● The task
Each record listed below is to be output exactly as written.

● Data supplied
▽
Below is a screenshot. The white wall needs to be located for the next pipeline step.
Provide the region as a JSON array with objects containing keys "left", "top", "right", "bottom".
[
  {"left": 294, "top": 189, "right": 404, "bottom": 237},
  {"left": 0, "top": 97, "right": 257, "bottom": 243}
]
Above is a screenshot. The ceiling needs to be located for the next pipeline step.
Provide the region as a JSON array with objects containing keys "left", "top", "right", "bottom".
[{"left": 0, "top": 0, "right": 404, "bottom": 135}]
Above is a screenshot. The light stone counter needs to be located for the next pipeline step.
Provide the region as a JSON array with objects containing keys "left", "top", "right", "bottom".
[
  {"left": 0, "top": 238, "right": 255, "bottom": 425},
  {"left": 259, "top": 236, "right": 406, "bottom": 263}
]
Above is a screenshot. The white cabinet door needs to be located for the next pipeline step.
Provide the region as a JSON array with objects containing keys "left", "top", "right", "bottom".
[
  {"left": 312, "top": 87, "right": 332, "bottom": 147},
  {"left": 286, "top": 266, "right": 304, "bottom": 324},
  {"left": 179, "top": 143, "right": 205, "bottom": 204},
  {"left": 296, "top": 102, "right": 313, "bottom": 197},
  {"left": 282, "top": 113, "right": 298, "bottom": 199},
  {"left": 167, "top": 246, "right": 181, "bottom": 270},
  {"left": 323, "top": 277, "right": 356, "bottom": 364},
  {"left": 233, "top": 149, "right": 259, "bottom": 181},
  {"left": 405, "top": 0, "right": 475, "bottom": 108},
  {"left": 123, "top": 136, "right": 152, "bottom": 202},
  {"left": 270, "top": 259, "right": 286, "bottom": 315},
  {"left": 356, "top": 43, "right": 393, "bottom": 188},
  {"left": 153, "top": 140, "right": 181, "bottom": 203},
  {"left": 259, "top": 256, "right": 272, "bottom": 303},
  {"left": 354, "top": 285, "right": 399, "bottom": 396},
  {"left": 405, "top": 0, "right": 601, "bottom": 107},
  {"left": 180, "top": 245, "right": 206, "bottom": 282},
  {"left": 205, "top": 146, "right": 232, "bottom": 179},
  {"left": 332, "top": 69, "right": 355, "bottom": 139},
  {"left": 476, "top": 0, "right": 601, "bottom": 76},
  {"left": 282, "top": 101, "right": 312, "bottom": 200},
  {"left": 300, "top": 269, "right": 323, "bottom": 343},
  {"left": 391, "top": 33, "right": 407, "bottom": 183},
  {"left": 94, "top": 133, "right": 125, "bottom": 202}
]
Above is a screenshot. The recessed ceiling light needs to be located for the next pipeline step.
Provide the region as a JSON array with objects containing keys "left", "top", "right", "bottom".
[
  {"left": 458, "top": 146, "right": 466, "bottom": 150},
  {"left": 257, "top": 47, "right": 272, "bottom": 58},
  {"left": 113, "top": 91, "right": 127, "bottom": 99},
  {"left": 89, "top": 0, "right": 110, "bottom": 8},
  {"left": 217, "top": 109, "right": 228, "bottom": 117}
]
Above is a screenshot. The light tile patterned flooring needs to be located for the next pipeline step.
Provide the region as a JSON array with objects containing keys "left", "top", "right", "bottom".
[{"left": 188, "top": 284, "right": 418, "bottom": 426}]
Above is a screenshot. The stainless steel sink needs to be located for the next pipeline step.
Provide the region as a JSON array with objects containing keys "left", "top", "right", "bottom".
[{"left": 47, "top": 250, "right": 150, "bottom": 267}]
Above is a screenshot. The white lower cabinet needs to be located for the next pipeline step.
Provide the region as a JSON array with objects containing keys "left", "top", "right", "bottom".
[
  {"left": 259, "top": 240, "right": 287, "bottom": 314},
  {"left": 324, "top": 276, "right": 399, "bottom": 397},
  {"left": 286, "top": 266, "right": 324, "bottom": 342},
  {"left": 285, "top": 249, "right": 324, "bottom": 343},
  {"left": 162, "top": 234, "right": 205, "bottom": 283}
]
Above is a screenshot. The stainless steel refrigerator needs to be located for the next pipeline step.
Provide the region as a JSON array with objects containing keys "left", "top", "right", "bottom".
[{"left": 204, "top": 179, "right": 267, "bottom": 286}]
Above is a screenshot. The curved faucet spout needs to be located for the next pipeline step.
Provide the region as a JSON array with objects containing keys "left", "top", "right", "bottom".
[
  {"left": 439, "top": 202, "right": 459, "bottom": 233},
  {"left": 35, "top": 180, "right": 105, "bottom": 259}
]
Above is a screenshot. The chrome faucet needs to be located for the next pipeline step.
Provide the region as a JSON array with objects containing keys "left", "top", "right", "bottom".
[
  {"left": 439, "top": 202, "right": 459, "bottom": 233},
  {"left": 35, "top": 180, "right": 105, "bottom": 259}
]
△
● Answer space
Below is a screenshot. The white wall needs to be located for the next pipeline step.
Provide the region as a JSON array with objects containing keys "left", "top", "right", "bottom".
[
  {"left": 294, "top": 189, "right": 404, "bottom": 237},
  {"left": 0, "top": 97, "right": 257, "bottom": 243}
]
Above is a screenshot. The ceiling needs to be located for the next pipeline step.
Provide the region as a JSON array with objects containing keys "left", "top", "right", "bottom".
[{"left": 0, "top": 0, "right": 404, "bottom": 135}]
Above is a screenshot. The light stone counter needs to be located for the next pipeline step.
Provide the region as a JSON array with objects containing keys "left", "top", "right", "bottom".
[
  {"left": 0, "top": 238, "right": 255, "bottom": 425},
  {"left": 259, "top": 236, "right": 406, "bottom": 263}
]
Above is a screenshot. The white cabinet door needs to be located for the next pipeline step.
Provide the region as a JSON array with objects containing keys "left", "top", "right", "bottom".
[
  {"left": 312, "top": 87, "right": 332, "bottom": 147},
  {"left": 286, "top": 266, "right": 304, "bottom": 324},
  {"left": 179, "top": 143, "right": 205, "bottom": 204},
  {"left": 296, "top": 102, "right": 313, "bottom": 197},
  {"left": 282, "top": 113, "right": 298, "bottom": 199},
  {"left": 167, "top": 246, "right": 181, "bottom": 270},
  {"left": 323, "top": 277, "right": 356, "bottom": 364},
  {"left": 233, "top": 149, "right": 259, "bottom": 181},
  {"left": 405, "top": 0, "right": 475, "bottom": 108},
  {"left": 123, "top": 136, "right": 152, "bottom": 202},
  {"left": 270, "top": 259, "right": 286, "bottom": 315},
  {"left": 356, "top": 43, "right": 393, "bottom": 188},
  {"left": 153, "top": 140, "right": 181, "bottom": 203},
  {"left": 259, "top": 256, "right": 272, "bottom": 303},
  {"left": 354, "top": 285, "right": 399, "bottom": 396},
  {"left": 405, "top": 0, "right": 601, "bottom": 107},
  {"left": 180, "top": 245, "right": 206, "bottom": 282},
  {"left": 205, "top": 146, "right": 232, "bottom": 179},
  {"left": 332, "top": 69, "right": 355, "bottom": 139},
  {"left": 476, "top": 0, "right": 601, "bottom": 76},
  {"left": 282, "top": 101, "right": 312, "bottom": 200},
  {"left": 300, "top": 269, "right": 323, "bottom": 343},
  {"left": 391, "top": 33, "right": 407, "bottom": 183},
  {"left": 94, "top": 133, "right": 125, "bottom": 202}
]
Above is a screenshot. The recessed ceiling light needs to be located for the next pipeline step.
Provide the region as a JSON array with objects containing keys "left", "top", "right", "bottom".
[
  {"left": 458, "top": 146, "right": 466, "bottom": 150},
  {"left": 257, "top": 47, "right": 272, "bottom": 58},
  {"left": 113, "top": 91, "right": 127, "bottom": 99},
  {"left": 89, "top": 0, "right": 110, "bottom": 8},
  {"left": 217, "top": 109, "right": 228, "bottom": 117}
]
Above is a screenshot. The light tile patterned flooring needs to be located for the next pipeline step.
Provide the region as a JSON array with objects containing keys "left", "top", "right", "bottom".
[{"left": 188, "top": 284, "right": 418, "bottom": 426}]
Above is a screenshot. The stainless steel sink needs to be located for the next pipeline step.
Provide the region as a JSON array with objects containing keys "left", "top", "right", "bottom".
[{"left": 47, "top": 250, "right": 150, "bottom": 267}]
Above is a screenshot. The white lower cabinet needs to be located for the next pipeline step.
Provide the region as a JSON array with objects containing keys "left", "top", "right", "bottom".
[
  {"left": 259, "top": 240, "right": 287, "bottom": 314},
  {"left": 324, "top": 276, "right": 399, "bottom": 397},
  {"left": 286, "top": 266, "right": 324, "bottom": 342},
  {"left": 285, "top": 249, "right": 324, "bottom": 343},
  {"left": 162, "top": 234, "right": 205, "bottom": 283}
]
Above is a screenshot. The stainless steel refrigerator needs to be located for the next pipeline step.
Provide the region as a JSON array with objects containing keys "left", "top", "right", "bottom".
[{"left": 204, "top": 179, "right": 267, "bottom": 286}]
Above is a screenshot. The curved faucet spout needs to be located for the next pipeline step.
Provide the region as a JSON array with objects containing keys "left", "top", "right", "bottom".
[
  {"left": 439, "top": 202, "right": 459, "bottom": 233},
  {"left": 35, "top": 180, "right": 105, "bottom": 259}
]
Above is a screenshot. The chrome faucet needs to be located for the next pipeline step.
Provide the region as a JSON array with objects containing keys "left", "top", "right", "bottom".
[
  {"left": 439, "top": 202, "right": 459, "bottom": 233},
  {"left": 35, "top": 180, "right": 105, "bottom": 259}
]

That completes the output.